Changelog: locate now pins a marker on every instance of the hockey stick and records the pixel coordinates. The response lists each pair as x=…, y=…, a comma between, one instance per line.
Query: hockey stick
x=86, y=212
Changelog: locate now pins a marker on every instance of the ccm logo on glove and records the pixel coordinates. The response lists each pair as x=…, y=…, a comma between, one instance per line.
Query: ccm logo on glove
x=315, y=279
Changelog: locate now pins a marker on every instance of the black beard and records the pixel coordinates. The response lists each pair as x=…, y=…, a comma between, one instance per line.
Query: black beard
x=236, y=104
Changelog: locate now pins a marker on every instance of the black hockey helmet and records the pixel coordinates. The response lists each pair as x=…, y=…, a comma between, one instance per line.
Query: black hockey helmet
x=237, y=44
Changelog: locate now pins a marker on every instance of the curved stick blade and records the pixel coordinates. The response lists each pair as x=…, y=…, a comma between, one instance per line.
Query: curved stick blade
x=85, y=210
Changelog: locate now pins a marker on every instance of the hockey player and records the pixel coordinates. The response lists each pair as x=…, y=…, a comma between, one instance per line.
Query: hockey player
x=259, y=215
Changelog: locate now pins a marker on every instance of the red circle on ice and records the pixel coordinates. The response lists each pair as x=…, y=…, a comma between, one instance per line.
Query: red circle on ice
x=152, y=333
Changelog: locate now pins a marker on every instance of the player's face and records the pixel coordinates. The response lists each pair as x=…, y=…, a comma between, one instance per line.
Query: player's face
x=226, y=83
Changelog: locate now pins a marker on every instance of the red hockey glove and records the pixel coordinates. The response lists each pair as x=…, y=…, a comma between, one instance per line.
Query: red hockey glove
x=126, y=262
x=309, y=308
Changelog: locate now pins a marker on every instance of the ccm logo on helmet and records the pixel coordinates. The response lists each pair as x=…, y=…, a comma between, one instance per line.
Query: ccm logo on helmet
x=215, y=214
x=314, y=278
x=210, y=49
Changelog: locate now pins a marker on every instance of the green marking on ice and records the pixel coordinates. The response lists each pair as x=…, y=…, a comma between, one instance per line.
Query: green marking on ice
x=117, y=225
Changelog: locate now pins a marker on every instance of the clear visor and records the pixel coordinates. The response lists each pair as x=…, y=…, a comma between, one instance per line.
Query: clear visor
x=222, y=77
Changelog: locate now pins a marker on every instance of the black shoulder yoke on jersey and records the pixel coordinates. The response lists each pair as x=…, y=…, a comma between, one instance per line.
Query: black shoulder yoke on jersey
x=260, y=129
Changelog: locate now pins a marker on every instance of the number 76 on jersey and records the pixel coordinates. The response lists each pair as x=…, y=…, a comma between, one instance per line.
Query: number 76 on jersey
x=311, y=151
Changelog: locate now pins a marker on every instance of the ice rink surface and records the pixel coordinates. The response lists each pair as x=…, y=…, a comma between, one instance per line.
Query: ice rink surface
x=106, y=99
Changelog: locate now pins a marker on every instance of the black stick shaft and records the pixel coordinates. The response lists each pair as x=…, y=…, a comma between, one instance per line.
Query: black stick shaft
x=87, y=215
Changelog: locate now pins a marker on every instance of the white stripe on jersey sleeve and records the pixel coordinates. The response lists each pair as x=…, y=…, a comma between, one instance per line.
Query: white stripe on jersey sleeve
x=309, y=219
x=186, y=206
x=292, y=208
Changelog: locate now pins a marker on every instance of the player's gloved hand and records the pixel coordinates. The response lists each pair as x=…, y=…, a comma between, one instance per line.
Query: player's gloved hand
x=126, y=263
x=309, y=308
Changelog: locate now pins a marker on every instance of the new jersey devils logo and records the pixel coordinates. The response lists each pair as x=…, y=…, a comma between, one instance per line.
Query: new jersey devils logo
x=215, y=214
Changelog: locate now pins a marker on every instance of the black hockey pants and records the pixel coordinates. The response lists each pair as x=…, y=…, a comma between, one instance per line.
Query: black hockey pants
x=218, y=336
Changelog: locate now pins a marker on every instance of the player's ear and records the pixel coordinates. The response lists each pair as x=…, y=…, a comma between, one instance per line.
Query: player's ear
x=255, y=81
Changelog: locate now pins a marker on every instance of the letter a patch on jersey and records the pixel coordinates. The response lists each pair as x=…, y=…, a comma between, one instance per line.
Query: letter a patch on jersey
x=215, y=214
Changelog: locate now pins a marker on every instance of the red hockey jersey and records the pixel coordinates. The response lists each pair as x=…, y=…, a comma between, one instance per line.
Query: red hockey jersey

------------------------

- What is being asked -
Copy verbatim, from the listing above, each line from the one containing "hockey glove and" down to the one containing "on helmet and", inclusive.

- Solution for this exercise -
Changelog: locate now pins a marker on every instance of the red hockey glove and records the pixel coordinates. The response lists each pair as x=…, y=…, a comma between, one instance per line.
Query: red hockey glove
x=126, y=262
x=309, y=308
Changelog: locate now pins a marker on every instance of the ccm logo on helmet and records the pixel coordinates. The response lists each pair as x=…, y=…, a comma between, one instance per line.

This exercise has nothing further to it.